Exercise goal
Name each distinct calendar date given as a day and month in the source excerpt on the unitary EU patent.

Source excerpt

________________

While the ECJ Opinion concluded that the current draft agreement
was incompatible with EU law it did not say that extending the
powers of the ECJ under Article 262 TFEU was the only solution.
In fact the Opinion stated that extending ECJ powers was not the
only conceivable way of creating a unified patent court. Therefore
the Government took the view that the ECJ Opinion did not prevent
the UK from agreeing the Council Decision on 10 March.
"The Hungarian Presidency had originally planned
to agree implementing legislation at the Competitiveness Council
on 30 May. This would have required the Commission to have proposed
implementing legislation on the unitary patent and the language
regime by the end of March. That did not happen and I understand
that the Commission is expected to make substantive proposals
on implementing legislation later this month. As a result the
Council working group discussion planned for April has been postponed.
The delay in issuing the Commission's proposals also means that
it is highly unlikely that Member States will be in a position
to take a decision on the implementing regulations at the Competitiveness
Council on 30 May because they will have been given insufficient
time to consider the proposals. The agenda items for Competitiveness
Councils are set by the Presidency and the Commission.
"The Government has been considering the implications
of the ECJ opinion. I understand the Commission intends to suggest
amendments to the draft agreement later this month, which they
believe will resolve the incompatibility raised by the ECJ. While
we do not yet know the details of the amendments we support efforts
to amend the current international agreement. Should it prove
difficult to amend the current draft international agreement to
make it compatible with EU law alternative options may be considered."
Assessment of the Minister's
evidence of 11 May 2011
27. On 11 May the Minister gave evidence about
the scrutiny breach, a transcript of which is appended to this
Report. We had hoped to ask her questions about the legal implications
of the right to withdraw from a Council Decision to enter into
enhanced cooperation and more generally, and on the future prospects
for the unitary EU patent, but it was decided to draw the evidence
session to a close earlier than anticipated to give the Minister
more time to reflect on the answers she had given.

________________

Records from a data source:
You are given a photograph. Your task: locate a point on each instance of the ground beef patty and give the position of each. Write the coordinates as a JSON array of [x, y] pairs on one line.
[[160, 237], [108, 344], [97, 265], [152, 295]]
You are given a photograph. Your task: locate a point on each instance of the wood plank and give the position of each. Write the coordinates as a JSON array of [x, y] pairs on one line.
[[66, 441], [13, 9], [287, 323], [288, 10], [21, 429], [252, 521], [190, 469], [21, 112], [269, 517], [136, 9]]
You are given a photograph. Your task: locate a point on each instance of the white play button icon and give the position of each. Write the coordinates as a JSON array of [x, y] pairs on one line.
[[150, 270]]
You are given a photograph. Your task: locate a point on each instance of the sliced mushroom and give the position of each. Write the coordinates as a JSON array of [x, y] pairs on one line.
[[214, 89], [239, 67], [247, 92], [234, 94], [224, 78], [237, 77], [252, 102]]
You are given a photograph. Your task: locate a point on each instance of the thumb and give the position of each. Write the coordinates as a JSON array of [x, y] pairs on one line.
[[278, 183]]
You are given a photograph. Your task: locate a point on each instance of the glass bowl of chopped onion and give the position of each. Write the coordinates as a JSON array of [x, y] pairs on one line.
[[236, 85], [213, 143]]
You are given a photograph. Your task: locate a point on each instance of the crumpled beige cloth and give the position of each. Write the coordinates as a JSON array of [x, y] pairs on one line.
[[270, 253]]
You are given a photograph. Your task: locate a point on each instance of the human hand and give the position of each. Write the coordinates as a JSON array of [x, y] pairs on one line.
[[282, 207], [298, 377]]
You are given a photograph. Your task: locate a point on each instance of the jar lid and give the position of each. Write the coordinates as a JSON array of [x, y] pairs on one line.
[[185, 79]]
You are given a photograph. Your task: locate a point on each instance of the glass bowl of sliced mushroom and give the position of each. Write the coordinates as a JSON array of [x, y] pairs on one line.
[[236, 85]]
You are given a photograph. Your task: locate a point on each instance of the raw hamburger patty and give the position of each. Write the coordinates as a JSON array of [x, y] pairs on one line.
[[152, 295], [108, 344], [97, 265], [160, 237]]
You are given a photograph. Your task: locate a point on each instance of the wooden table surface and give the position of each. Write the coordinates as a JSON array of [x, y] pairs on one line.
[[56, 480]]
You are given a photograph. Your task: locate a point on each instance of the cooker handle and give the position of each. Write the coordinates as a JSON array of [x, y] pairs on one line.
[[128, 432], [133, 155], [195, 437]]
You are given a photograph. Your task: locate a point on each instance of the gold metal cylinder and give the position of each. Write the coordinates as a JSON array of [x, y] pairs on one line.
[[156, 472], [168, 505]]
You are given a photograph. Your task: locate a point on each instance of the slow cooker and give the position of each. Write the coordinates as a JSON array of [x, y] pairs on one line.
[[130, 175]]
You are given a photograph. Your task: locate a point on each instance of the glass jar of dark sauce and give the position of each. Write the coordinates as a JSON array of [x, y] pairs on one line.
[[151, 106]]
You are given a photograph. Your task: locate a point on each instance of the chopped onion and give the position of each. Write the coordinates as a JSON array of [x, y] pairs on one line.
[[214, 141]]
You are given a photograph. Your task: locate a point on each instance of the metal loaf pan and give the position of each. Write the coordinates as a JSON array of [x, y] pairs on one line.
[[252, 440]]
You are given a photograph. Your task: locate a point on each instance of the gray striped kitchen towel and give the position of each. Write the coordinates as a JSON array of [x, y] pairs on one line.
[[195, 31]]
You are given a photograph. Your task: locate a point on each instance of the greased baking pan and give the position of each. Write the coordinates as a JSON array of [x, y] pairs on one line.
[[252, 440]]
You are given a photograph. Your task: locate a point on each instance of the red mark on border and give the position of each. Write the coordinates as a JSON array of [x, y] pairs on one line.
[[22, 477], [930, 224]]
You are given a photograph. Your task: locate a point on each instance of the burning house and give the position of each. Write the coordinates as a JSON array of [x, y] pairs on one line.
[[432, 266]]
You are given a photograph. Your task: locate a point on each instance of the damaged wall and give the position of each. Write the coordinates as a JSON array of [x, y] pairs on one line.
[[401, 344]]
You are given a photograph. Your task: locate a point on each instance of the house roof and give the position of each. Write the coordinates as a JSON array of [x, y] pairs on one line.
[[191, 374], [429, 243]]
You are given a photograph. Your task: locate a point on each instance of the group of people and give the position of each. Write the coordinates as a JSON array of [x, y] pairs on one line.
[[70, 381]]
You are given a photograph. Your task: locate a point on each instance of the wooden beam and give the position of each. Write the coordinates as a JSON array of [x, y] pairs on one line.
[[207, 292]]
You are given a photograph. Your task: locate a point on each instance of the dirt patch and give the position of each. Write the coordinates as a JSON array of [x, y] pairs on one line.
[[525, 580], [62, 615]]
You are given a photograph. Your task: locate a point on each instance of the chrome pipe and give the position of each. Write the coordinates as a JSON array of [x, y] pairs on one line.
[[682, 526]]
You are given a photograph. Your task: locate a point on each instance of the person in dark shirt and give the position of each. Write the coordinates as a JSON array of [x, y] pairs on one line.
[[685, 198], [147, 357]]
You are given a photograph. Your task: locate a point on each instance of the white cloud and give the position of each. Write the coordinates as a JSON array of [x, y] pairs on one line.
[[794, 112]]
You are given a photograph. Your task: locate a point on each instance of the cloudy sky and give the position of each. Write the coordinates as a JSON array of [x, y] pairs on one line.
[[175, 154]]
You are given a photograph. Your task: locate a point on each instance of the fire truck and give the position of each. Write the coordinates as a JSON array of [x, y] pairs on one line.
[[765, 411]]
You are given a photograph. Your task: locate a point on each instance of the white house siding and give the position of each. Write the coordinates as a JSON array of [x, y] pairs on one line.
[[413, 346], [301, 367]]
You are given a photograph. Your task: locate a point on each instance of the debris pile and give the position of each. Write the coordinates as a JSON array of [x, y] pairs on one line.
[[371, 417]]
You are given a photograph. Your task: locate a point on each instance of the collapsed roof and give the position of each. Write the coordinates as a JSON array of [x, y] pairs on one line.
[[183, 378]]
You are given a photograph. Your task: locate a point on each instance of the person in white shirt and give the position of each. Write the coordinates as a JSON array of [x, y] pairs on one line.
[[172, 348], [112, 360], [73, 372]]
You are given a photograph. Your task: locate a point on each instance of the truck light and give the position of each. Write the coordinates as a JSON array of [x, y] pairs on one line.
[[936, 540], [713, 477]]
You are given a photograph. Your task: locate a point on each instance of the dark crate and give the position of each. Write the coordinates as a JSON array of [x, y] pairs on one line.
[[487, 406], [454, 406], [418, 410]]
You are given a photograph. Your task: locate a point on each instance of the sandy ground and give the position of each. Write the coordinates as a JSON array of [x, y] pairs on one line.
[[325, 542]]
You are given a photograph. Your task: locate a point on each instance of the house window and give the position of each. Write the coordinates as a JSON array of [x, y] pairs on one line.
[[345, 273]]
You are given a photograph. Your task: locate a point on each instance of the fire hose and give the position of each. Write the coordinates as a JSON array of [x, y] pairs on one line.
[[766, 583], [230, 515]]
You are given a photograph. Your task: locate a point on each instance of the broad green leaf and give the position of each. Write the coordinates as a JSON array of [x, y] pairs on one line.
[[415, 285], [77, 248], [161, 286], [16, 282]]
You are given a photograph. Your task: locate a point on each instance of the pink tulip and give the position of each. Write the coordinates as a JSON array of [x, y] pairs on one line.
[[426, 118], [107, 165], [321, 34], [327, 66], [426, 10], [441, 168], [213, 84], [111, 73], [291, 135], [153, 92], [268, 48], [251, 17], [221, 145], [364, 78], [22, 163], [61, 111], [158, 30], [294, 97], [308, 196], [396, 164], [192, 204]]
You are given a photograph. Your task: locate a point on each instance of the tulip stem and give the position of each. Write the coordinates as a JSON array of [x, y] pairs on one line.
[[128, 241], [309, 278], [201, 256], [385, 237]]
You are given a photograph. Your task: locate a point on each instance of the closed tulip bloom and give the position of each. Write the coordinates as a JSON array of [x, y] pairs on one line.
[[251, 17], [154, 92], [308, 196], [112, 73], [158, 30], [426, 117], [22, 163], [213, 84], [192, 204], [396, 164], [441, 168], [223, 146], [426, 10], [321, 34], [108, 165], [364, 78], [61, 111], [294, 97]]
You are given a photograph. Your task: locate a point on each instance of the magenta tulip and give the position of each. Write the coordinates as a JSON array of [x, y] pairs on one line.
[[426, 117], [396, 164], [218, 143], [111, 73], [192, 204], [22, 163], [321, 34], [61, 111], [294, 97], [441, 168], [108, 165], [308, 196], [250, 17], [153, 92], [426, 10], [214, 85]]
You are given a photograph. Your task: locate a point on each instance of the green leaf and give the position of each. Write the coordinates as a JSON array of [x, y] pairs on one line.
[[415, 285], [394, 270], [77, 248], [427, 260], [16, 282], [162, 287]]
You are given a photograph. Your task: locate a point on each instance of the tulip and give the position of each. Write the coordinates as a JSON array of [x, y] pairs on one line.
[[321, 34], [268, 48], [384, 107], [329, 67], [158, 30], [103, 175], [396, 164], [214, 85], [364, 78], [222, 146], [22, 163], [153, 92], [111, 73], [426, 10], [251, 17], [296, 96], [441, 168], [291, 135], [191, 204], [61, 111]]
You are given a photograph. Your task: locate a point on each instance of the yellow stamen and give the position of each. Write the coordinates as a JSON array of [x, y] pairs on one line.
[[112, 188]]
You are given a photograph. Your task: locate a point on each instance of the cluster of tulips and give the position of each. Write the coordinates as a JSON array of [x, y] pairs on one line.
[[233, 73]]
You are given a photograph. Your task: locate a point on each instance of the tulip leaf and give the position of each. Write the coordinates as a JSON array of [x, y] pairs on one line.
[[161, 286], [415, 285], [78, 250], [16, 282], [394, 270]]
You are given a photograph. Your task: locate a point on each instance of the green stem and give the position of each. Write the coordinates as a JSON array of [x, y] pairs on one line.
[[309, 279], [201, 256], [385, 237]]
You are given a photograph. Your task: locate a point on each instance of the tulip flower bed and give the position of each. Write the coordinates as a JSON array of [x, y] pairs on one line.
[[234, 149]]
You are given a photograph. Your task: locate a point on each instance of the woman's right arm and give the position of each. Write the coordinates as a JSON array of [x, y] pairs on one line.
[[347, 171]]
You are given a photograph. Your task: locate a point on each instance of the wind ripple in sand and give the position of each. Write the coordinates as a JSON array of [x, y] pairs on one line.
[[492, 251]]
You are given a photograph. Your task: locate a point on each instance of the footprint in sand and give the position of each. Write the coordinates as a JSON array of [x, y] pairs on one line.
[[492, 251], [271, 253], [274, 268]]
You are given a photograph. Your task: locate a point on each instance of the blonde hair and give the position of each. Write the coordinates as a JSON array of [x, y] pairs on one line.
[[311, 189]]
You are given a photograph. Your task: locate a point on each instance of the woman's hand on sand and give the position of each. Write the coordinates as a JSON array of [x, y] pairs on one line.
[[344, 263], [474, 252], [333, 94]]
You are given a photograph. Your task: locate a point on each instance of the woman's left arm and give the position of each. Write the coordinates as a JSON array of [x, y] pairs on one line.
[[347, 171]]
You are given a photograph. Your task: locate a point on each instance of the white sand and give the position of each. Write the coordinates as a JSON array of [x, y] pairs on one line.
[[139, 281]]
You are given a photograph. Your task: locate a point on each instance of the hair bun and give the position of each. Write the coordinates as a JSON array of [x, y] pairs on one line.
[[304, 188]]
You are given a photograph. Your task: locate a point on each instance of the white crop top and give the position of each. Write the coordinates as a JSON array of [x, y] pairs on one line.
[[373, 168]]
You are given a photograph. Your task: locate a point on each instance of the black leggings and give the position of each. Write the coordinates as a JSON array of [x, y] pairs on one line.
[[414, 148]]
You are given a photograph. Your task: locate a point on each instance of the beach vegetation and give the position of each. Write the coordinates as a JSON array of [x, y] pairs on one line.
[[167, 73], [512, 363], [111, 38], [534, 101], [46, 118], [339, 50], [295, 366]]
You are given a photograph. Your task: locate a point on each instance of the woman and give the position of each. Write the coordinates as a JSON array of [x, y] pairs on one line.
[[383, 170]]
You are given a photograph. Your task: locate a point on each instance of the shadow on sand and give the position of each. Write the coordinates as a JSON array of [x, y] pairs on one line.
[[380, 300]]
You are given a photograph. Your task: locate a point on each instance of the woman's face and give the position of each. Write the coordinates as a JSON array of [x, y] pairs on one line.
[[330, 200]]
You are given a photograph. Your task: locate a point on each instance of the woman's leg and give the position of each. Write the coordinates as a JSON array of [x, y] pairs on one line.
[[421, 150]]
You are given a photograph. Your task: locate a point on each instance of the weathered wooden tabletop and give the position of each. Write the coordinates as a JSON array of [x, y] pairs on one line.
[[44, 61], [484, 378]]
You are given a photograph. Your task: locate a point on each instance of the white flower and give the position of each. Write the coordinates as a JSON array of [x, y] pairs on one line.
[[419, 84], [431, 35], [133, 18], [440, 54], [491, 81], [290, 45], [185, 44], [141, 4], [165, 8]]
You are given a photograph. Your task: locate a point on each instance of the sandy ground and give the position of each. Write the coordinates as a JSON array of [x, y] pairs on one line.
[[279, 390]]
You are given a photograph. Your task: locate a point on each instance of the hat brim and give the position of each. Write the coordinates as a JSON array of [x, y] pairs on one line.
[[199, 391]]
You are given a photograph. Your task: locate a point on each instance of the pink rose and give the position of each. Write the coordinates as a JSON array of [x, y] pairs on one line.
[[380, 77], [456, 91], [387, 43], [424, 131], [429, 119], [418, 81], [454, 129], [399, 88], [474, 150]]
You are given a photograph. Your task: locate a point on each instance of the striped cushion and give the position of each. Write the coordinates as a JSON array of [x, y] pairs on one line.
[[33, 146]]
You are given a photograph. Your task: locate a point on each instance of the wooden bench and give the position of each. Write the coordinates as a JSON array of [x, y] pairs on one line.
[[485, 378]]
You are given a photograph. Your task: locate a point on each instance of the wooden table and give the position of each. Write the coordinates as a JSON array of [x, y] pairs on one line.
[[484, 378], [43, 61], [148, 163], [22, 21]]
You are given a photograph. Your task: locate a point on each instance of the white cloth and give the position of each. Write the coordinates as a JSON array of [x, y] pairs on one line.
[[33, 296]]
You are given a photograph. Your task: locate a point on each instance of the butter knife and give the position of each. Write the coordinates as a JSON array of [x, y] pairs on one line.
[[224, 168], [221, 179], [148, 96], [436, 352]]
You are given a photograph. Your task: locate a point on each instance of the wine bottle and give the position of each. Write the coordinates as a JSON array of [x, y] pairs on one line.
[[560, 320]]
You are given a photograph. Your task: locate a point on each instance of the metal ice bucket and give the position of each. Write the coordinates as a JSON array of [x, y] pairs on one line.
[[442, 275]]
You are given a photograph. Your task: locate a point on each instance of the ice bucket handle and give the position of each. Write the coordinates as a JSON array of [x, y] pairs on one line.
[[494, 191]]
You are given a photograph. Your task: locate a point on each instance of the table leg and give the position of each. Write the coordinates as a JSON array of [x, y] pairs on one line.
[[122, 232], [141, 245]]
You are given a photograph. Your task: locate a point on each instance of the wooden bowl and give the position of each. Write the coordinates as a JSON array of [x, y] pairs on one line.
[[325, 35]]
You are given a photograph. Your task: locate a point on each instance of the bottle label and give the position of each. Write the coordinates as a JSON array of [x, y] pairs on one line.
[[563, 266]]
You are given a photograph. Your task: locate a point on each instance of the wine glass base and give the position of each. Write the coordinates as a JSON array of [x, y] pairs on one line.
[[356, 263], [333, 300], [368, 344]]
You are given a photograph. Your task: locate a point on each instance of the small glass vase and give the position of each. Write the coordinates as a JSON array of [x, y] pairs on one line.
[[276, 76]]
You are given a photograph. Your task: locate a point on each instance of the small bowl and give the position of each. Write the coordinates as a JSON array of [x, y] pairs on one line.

________________

Solution
10 March, 30 May, 11 May 2011